The reply should repeat all of the data word for word, with no pictures.

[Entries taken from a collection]
--

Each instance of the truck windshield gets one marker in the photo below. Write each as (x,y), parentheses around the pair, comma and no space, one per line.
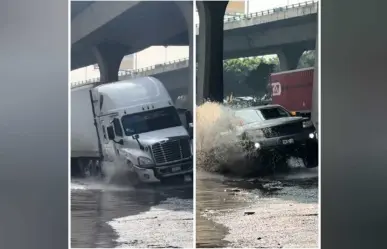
(274,112)
(150,121)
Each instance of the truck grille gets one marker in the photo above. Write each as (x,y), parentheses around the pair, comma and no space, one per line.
(172,150)
(283,130)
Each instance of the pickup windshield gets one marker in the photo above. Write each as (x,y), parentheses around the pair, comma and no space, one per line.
(153,120)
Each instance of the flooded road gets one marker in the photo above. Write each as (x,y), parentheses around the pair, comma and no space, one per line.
(273,212)
(105,215)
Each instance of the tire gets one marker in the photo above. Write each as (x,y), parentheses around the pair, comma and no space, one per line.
(310,158)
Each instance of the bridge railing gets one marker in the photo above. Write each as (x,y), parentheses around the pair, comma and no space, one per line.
(267,12)
(141,72)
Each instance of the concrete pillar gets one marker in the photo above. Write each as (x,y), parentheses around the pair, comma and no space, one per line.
(316,88)
(187,11)
(109,57)
(210,51)
(289,56)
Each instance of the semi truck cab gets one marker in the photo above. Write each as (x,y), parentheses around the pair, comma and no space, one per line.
(139,126)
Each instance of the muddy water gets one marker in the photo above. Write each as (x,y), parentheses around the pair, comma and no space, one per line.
(212,195)
(95,204)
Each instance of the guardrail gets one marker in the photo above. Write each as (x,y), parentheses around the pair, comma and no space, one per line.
(268,12)
(141,72)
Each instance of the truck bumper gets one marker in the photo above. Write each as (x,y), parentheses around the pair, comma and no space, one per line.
(159,173)
(288,143)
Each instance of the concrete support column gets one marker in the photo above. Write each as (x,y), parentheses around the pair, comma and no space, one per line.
(316,88)
(289,57)
(210,51)
(109,57)
(187,11)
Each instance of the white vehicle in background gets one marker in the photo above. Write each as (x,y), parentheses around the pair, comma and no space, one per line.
(132,121)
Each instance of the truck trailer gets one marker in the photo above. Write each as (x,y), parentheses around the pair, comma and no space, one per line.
(297,91)
(132,121)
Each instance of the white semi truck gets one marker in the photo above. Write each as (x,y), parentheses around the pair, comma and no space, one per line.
(132,121)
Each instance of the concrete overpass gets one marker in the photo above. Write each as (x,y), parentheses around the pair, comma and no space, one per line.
(286,31)
(104,32)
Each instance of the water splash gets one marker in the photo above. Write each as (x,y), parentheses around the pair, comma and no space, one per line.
(218,147)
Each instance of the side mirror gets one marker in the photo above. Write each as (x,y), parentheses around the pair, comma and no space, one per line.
(111,134)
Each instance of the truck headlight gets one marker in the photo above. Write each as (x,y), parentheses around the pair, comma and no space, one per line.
(255,135)
(307,124)
(144,161)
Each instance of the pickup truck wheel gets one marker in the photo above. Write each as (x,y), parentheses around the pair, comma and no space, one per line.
(310,158)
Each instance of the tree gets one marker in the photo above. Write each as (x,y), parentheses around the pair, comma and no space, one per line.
(249,76)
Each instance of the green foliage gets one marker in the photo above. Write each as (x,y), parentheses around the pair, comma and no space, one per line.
(249,76)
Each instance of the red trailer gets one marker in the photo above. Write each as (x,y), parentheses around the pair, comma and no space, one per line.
(293,90)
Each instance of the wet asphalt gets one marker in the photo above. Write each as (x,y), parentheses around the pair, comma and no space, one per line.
(271,212)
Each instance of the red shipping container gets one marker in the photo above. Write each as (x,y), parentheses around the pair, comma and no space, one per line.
(293,89)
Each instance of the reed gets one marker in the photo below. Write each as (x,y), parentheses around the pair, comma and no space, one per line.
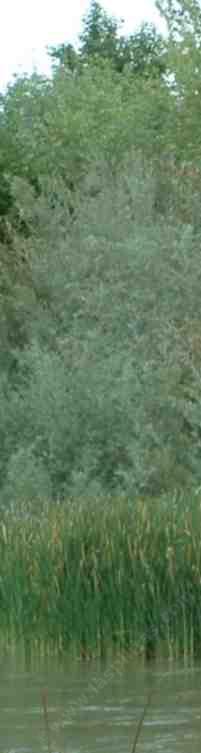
(96,576)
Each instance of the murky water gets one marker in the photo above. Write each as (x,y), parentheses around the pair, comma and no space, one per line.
(94,708)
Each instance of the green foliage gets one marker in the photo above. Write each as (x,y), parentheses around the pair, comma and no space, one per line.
(143,52)
(117,576)
(100,284)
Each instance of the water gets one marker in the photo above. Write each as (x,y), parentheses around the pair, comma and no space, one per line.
(94,708)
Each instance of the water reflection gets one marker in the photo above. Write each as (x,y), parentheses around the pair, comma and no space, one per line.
(94,708)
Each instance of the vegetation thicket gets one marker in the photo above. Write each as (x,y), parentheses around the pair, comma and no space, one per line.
(100,309)
(121,576)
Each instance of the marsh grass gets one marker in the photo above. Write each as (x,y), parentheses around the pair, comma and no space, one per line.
(96,577)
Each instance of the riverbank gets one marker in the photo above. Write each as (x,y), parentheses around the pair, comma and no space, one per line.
(93,577)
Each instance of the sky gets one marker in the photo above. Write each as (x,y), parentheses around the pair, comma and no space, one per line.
(28,27)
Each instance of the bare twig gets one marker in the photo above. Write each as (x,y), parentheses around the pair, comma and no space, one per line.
(140,723)
(46,719)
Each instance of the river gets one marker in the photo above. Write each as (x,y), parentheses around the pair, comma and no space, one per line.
(94,707)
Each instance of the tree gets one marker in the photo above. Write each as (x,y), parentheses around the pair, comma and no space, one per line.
(143,52)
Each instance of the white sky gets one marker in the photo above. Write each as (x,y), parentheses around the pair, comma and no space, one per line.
(28,26)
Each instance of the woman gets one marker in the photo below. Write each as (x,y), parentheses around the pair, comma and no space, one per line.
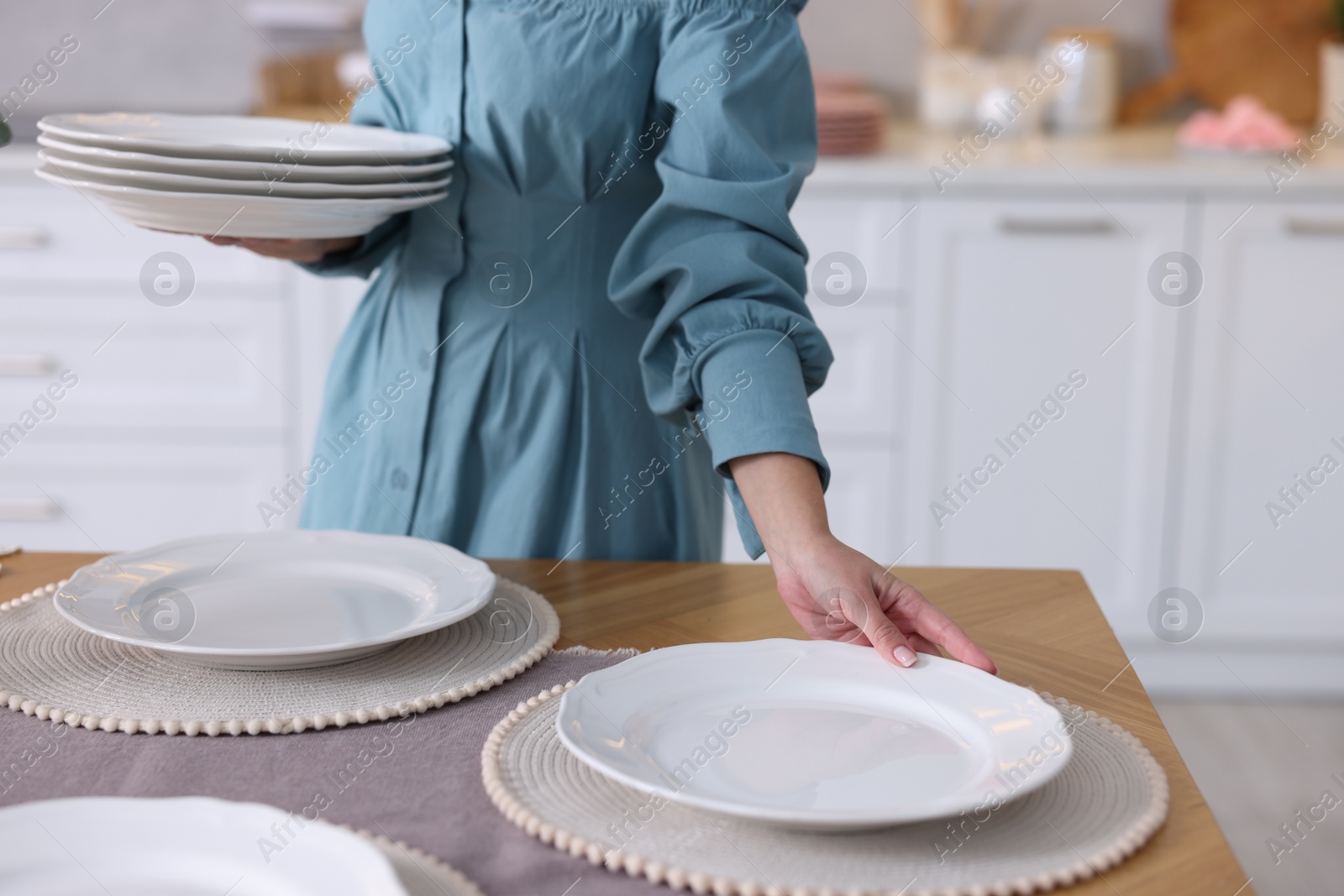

--

• **THE ANSWER**:
Each instance of the truck windshield gets one marker in the photo below. Write each as (x,y), parentheses around the pair, comma and no space, one per line.
(274,112)
(150,121)
Each instance of the truck grille gets one marker in the photo above. Write each as (x,y), parentheses around the pair, comma and no space, one per line.
(172,150)
(283,130)
Each instance of the pickup windshield gets one marker in the photo above. Write each as (x,y), parentheses around the pair, comma and no space, one per line.
(153,120)
Each instance of the flooded road gets one marker in the photo above. Write each as (x,y), parentheses around the pair, comma and no space, one per line.
(273,212)
(105,215)
Each instance of the tire gets one marker in the photo above. Write each as (x,y), parentheses around the pair, comma and no space, one per line.
(310,158)
Each instance of the bridge railing gets one marker in the photo above. Write each as (x,y), parentheses around the pair, comma and no space, one per line.
(267,12)
(141,72)
Each instance of the concrete pillar gets one marker in the photo above. Write each as (x,y), parentheses around the pair, comma and no space, one per line.
(316,88)
(187,11)
(109,57)
(210,51)
(289,56)
Each instance of the semi truck cab gets one marker in the photo above. Write each as (x,y), parentheses around the pair, comma and no space, one per line.
(139,126)
Each instance of the muddy water gets one marker in the photo above. Write each as (x,y), parentheses around the pair, comma and no space, one per line.
(212,195)
(95,204)
Each instance of the guardrail gets one marker in the photo above. Write each as (x,y), parentheses around the pair, comma and no space, one per line.
(268,12)
(141,72)
Each instance of the truck bumper gets one marker in the photo above. Write each as (x,y), parentheses around the pair, comma and no space, one per line.
(159,173)
(288,143)
Each instance of the concrete support column gets one marker in the photo above. Write each as (x,y), parentheses around the pair, comma and no space, one per line.
(316,88)
(289,57)
(210,51)
(109,57)
(187,11)
Each instance of the white vehicle in background gets one marker in the photo above. Write each as (x,y), parentheses around the pair, comma and no space, one per line.
(132,121)
Each instance of the truck trailer gets one marker in the photo above. Write each as (x,y), parentheses around the pair, comma and no space, one per line.
(297,91)
(132,121)
Each instance of the white semi truck gets one marker in the photo above. Write each as (x,y), parentheses around the pair, comma and no space, one per line.
(132,121)
Each instance of the concrete overpass gets one marker in the photo above. Write each as (x,y), parentheses around the pair, comma and no space, one per line.
(286,31)
(104,32)
Each instance of the water splash gets one marker in the photo above. Write each as (x,y), parentheses around the pair, comma and no space, one per line.
(218,147)
Each instance of the side mirror gets one marker in the photo above. Write each as (x,y), parentheses around the pair, comma and no space, one per line.
(111,134)
Each instance of the truck headlight gets one marker in the photo above. Write each as (x,y), parentheses around the pair, comma and no space, one per line.
(255,135)
(307,124)
(144,161)
Each instance of the pickup truck wheel gets one marker in the photo above. Write each as (x,y), parentheses around the pair, comma and no space, one per line.
(310,158)
Each instance of the tree gets one marker in the photo above. Write each as (x,y), parentheses around the pair, comma and no space, one per line.
(249,76)
Each instance of the green foliage gets one marker in the photo above. Write each as (x,y), parentheses around the pair, comma and no space, one per line.
(249,76)
Each instance of the red trailer gets one marker in the photo above. Write each as (x,y), parentheses around the pair, comma and no space, one per line.
(293,90)
Each instance of the wet asphalt gets one marker in the photo above. Write each as (x,y), parentheses around the pair, comma and no space, one per line.
(271,212)
Each instance of the red shipping container gets one marker in the photo above. Write each as (x,y), parentheses around the pair, comma and no space, one per line.
(293,89)
Each instance of the reed gets one marker in the photo below. Write each as (x,y), parentheses around the pair, comma and no space, one per line.
(96,576)
Each instance of the murky water gets one marker in the photo above. Write each as (x,y), parentheses around the pair, comma and no space, one per line.
(94,708)
Each instance of the green foliage gets one marker in the photo above. Write each as (x,y), parentheses around the pair, comma and no space, one per line.
(143,52)
(117,576)
(100,284)
Each instance of the water gets one marker in the photo above. Write each as (x,y), parentheses around the pair, comma and no space, one per line.
(94,708)
Each instance of the water reflection gets one marker in the photo above. Write each as (x,y), parentheses around the pair, comma and no space, one per line.
(94,708)
Each instance of the vegetation thicket gets one marker in the photo above. Write each as (x,y), parentheses around the pair, comma and no space, one per line.
(100,309)
(121,576)
Each instance of the marsh grass gets one marker in the photo above. Write each as (x,y), parentheses around the pair, comma and no space, one per line.
(96,577)
Each instance of the riverbank gets one marker in the photo above. Write each as (x,y), parentheses around the pair, comma and no space, one per line.
(93,577)
Each instance of the sky gets one marker in the photo above. Write each as (x,y), parentheses around the pair, comma and no space, one per line.
(28,27)
Each instance of the bare twig gets one marker in the photo above. Write each as (x,y), parentheses around the pair, comma and no space, one per line.
(140,723)
(46,719)
Each instance of the river gets one marker in the photo above. Write each as (x,y), parentheses around the pair, comma and no space, one per line.
(94,707)
Each instance of the tree gets one marker in the photo above. Write each as (x,y), parentheses around the pair, comma and no space, one per line.
(143,52)
Each instance of the white sky gets one marker in the photo above. Write each as (x,y), parentheses around the pair, comma and no space, one per line.
(28,26)
Each instance of the woman gets one marker in the photo below. Write each as (x,y), parentheses around the pair, comma and no space, one per line.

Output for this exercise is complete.